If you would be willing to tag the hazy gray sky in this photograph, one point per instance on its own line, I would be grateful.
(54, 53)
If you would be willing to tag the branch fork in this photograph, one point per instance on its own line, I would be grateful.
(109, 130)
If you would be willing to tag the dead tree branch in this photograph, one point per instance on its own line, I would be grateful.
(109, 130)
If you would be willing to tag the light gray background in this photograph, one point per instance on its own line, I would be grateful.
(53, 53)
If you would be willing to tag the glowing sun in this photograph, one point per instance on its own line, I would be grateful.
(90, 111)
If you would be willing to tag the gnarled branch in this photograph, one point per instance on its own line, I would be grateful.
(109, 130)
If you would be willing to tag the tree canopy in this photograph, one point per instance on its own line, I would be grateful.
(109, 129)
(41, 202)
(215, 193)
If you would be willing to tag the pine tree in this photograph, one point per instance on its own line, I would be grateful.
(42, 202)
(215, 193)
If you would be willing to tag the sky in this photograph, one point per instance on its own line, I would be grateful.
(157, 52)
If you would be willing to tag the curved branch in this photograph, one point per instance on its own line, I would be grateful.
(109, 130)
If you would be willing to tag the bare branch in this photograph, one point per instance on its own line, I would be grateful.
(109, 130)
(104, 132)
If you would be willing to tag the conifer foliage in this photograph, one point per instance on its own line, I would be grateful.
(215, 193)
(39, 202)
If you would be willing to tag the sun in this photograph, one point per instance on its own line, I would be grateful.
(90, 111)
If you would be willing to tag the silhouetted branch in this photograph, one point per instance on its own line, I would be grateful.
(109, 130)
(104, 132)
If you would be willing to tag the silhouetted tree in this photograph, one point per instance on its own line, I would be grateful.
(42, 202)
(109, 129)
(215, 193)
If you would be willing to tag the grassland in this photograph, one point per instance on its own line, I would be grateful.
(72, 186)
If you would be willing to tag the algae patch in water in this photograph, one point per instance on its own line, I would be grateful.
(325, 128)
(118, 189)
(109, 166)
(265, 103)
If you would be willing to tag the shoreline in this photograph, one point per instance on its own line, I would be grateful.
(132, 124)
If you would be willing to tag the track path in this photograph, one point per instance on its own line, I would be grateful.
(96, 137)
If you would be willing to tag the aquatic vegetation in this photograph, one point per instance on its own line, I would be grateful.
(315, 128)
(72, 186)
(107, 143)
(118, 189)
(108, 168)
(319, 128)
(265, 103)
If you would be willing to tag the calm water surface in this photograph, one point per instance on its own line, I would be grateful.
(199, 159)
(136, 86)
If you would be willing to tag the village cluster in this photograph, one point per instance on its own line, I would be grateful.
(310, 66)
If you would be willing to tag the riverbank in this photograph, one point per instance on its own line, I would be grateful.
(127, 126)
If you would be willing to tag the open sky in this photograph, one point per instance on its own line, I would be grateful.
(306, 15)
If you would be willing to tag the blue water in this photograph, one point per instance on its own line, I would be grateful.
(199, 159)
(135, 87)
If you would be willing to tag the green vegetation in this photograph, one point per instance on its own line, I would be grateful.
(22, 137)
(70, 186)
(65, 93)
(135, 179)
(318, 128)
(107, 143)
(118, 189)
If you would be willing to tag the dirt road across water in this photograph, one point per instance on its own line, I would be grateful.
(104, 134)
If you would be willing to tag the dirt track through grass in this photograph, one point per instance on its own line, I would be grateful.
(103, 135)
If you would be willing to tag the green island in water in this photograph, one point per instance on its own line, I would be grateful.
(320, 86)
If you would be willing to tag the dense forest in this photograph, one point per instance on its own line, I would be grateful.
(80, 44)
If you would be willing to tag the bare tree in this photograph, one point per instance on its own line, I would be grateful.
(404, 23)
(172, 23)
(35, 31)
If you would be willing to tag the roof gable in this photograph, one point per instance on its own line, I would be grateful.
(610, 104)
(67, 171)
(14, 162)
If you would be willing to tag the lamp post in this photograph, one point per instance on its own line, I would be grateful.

======

- ABOUT THIS EXERCISE -
Retype the records above exactly, so that no line differs from its source.

- WRITTEN RESPONSE -
If you would be willing to tag the hazy gray sky in this photograph, one point per instance on its own line, I would be grateful.
(54, 53)
If you would be willing to tag the branch fork in this photograph, one point per instance on its own line, I would be grateful.
(109, 130)
If you would be willing to tag the dead tree branch in this photograph, one point per instance on its own line, I would be grateful.
(109, 130)
If you would be willing to tag the light gray background in this photograph, one point per instance on its own line, I would be grateful.
(53, 53)
If you would be willing to tag the glowing sun in this photograph, one point per instance on its own line, I would be grateful.
(90, 111)
If you would be willing to tag the gnarled branch in this photograph, one point per instance on its own line, I would be grateful.
(109, 130)
If you would be willing to tag the tree canopy in this photograph, one point per instance on its own line, I would be grateful.
(109, 129)
(41, 202)
(215, 193)
If you would be willing to tag the pine tree in this photograph, one point per instance on its own line, I would be grateful.
(42, 202)
(215, 193)
If you would be willing to tag the sky in this photograph, one point per instance on its own line, I would be grateful.
(157, 52)
If you would be willing to tag the curved branch in this photograph, one point per instance on its own line, I would be grateful.
(109, 130)
If you would be willing to tag the bare branch in this photograph, one point per instance on its own line, I would be grateful.
(109, 130)
(104, 132)
If you would be willing to tag the conifer foliage in this photograph, one point per instance on its own line, I would be grateful.
(215, 193)
(39, 202)
If you would be willing to tag the sun in this photograph, one point per instance on its own line, I would be grateful.
(90, 111)
If you would be willing to tag the silhouetted branch in this photograph, one point per instance on its own line, I would be grateful.
(109, 130)
(104, 132)
If you would be willing to tag the silhouetted tree in this photograph, one point per instance on its own line, I would be grateful.
(42, 202)
(109, 129)
(215, 193)
If you would be willing to tag the grassland in this photograph, one point per instance on its own line, I would be grateful.
(72, 186)
If you would be willing to tag the algae patch in water in this photograph, one point per instance on its own line, I would be grateful.
(325, 128)
(118, 189)
(109, 166)
(265, 103)
If you would be willing to tag the shoreline in this photograph, one point per instance on its own line, I would be grateful.
(132, 124)
If you would be willing to tag the track path in this photograph, one point per instance on its own line, I would be grateful.
(96, 137)
If you would be willing to tag the aquatic vegetation in this photograph, one point per instance on its own line, I would be grateful.
(315, 128)
(72, 186)
(107, 143)
(118, 189)
(108, 168)
(319, 128)
(265, 103)
If you would be willing to tag the calm water surface in this photograph, one point per instance on its own line, I would be grateful.
(199, 159)
(136, 86)
If you would be willing to tag the village cluster in this photograph, one point per instance on its own line, I would be grateful.
(310, 66)
If you would be willing to tag the riverbank in this photograph, one point per instance on its own line, I would be grateful.
(127, 126)
If you would be willing to tag the open sky in this photograph, one point per instance on its own line, I would be grateful.
(306, 15)
If you would be willing to tag the blue water in this photograph, one point per instance on its own line, I would be grateful.
(199, 159)
(135, 87)
If you would be willing to tag the green vegetation in this photograph, one point per instance on its own line, I would be grateful.
(22, 137)
(70, 186)
(65, 93)
(135, 179)
(318, 128)
(107, 143)
(118, 189)
If you would be willing to tag the dirt road across water in this photograph, one point per instance on its own line, I would be grateful.
(104, 134)
If you would be willing to tag the dirt track through grass in this photograph, one point per instance on its own line, I would be grateful.
(103, 135)
If you would be willing to tag the green island in water in this photograph, one point per instance on its own line, I would be grateful.
(320, 86)
If you would be willing to tag the dense forest in this photograph, one point per instance on its own line, I would be grateful.
(80, 44)
If you would be willing to tag the bare tree in this photograph, one point per instance on its own line, I would be grateful.
(404, 23)
(172, 23)
(35, 31)
If you would be willing to tag the roof gable in this photograph, one point per instance on its own line, I would be grateful.
(610, 104)
(67, 171)
(14, 162)
If you would be willing to tag the lamp post in this photograph, one point per instance on its own line, I would be grateful.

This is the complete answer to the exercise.